**Task instructions:**
Apart from the pictures, which must be omitted, restate the data exactly.

Photo-based referring expression data

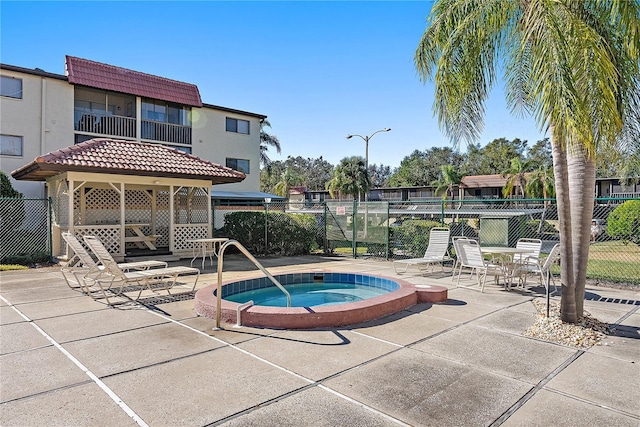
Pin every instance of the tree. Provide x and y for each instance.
(540, 184)
(449, 179)
(493, 157)
(266, 141)
(423, 167)
(349, 178)
(573, 64)
(288, 179)
(516, 176)
(380, 175)
(539, 155)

**Response box:**
Pin every instance of the tree. Provide x and y for each instance.
(540, 184)
(449, 179)
(493, 157)
(266, 141)
(423, 167)
(349, 178)
(573, 64)
(288, 179)
(516, 176)
(380, 175)
(539, 155)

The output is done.